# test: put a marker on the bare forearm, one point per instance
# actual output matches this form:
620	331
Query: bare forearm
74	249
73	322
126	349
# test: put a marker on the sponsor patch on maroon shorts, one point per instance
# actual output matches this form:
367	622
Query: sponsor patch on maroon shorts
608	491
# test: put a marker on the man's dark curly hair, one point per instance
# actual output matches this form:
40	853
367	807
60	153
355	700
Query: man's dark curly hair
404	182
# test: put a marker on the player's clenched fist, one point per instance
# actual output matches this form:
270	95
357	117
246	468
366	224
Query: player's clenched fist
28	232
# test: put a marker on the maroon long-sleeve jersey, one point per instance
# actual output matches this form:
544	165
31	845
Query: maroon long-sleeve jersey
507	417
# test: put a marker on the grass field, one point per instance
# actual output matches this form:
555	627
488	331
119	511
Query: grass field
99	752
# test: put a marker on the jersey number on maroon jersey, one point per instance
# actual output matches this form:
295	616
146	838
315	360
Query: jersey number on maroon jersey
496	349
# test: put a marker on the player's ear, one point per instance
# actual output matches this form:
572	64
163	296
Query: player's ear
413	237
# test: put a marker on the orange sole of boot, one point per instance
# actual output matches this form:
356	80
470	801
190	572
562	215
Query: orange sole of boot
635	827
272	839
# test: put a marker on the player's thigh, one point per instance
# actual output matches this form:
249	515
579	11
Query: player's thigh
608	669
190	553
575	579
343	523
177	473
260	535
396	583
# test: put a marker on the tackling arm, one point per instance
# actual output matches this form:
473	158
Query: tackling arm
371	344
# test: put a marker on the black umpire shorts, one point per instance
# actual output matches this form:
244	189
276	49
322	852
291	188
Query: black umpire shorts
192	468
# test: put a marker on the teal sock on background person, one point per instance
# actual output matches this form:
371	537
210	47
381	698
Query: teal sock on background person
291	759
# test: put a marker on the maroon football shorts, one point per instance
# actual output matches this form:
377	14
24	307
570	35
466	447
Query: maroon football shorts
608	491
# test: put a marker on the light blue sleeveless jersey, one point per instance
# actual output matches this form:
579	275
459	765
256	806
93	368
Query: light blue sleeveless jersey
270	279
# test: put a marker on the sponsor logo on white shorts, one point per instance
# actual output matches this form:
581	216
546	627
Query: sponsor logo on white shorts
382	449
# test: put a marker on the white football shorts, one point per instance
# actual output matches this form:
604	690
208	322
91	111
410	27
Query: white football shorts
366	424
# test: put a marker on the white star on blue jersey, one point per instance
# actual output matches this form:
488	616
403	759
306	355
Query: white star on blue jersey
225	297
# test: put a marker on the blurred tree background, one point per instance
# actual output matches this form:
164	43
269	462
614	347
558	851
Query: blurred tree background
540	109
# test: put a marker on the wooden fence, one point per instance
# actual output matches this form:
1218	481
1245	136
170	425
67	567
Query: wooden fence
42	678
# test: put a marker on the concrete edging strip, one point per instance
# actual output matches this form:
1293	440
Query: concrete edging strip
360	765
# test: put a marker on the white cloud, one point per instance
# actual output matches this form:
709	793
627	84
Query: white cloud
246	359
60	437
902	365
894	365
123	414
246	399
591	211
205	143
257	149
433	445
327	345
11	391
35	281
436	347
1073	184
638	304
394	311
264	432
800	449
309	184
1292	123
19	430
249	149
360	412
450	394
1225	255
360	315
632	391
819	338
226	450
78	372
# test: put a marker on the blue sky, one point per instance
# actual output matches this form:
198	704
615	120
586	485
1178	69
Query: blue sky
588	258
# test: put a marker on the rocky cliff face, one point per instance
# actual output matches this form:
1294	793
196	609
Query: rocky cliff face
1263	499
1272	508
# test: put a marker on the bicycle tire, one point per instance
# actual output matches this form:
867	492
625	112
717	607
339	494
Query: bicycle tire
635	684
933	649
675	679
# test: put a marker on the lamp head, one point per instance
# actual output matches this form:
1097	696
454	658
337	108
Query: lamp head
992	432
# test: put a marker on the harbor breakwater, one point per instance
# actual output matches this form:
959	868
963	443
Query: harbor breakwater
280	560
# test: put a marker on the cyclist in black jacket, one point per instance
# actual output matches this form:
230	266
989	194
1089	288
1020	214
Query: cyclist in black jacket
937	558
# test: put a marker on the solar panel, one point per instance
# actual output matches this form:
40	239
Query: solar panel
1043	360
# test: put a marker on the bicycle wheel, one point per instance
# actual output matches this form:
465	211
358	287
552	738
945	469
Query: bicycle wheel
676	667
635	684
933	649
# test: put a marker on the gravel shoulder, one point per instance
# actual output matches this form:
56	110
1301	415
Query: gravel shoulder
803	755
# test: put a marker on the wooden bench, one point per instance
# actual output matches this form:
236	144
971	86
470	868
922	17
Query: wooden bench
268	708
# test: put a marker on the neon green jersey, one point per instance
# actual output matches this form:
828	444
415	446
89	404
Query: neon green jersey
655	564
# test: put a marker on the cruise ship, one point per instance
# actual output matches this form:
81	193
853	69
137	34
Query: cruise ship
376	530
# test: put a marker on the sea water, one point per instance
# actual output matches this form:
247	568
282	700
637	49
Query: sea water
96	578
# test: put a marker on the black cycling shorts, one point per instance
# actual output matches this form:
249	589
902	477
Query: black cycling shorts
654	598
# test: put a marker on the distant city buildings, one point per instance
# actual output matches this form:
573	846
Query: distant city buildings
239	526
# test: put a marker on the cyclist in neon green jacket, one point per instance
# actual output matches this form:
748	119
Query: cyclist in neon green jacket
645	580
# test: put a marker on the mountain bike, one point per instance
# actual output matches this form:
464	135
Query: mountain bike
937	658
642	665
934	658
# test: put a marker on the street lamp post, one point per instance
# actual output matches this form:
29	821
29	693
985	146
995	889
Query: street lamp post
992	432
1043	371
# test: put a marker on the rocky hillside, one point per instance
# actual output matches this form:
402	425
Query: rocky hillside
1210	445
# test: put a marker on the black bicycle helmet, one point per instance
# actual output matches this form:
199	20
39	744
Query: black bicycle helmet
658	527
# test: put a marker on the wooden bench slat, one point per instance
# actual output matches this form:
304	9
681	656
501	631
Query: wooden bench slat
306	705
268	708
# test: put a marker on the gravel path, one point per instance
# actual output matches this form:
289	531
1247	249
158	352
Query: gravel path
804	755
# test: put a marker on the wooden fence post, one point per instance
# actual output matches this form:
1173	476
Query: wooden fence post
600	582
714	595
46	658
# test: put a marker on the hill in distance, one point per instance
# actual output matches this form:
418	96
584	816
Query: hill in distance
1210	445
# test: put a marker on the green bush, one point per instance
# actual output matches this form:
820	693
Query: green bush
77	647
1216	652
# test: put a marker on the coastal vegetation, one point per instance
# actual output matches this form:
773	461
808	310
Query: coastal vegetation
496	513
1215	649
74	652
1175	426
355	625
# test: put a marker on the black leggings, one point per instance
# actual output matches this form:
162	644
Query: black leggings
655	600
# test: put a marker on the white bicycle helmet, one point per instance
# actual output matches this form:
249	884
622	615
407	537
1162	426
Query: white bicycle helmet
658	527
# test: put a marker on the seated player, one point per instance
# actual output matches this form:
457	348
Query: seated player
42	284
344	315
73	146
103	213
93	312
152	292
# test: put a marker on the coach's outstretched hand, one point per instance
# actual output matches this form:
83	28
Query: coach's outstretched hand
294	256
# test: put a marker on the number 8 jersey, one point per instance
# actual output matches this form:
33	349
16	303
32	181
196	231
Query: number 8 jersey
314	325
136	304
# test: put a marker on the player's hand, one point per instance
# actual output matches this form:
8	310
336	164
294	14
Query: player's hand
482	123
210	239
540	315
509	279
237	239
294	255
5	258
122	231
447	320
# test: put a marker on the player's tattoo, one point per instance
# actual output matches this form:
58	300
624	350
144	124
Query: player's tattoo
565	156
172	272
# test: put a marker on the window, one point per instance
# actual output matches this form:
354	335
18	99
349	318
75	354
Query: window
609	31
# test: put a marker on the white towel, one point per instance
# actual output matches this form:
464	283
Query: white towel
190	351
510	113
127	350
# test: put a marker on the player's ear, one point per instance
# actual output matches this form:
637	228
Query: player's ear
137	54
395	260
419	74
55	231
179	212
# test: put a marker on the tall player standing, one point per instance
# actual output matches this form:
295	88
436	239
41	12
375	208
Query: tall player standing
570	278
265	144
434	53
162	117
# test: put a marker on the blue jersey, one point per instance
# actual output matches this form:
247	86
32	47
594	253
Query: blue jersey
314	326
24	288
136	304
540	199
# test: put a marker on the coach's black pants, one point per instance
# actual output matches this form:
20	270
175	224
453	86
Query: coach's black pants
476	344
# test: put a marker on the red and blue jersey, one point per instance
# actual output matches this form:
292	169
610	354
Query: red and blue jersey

### Goal of the exercise:
Transcribe only the lines from the beginning of the entries to the line with "# test: put a marker on the man's", inclusive, exactly as written.

### Exercise solution:
# test: put a marker on the bare forearm, one point per instance
# actual output matches this form:
620	331
Query: bare forearm
74	249
73	322
126	349
# test: put a marker on the sponsor patch on maroon shorts, one point per instance
# actual output matches this form:
367	622
Query: sponsor patch on maroon shorts
608	491
# test: put a marker on the man's dark curly hair, one point per instance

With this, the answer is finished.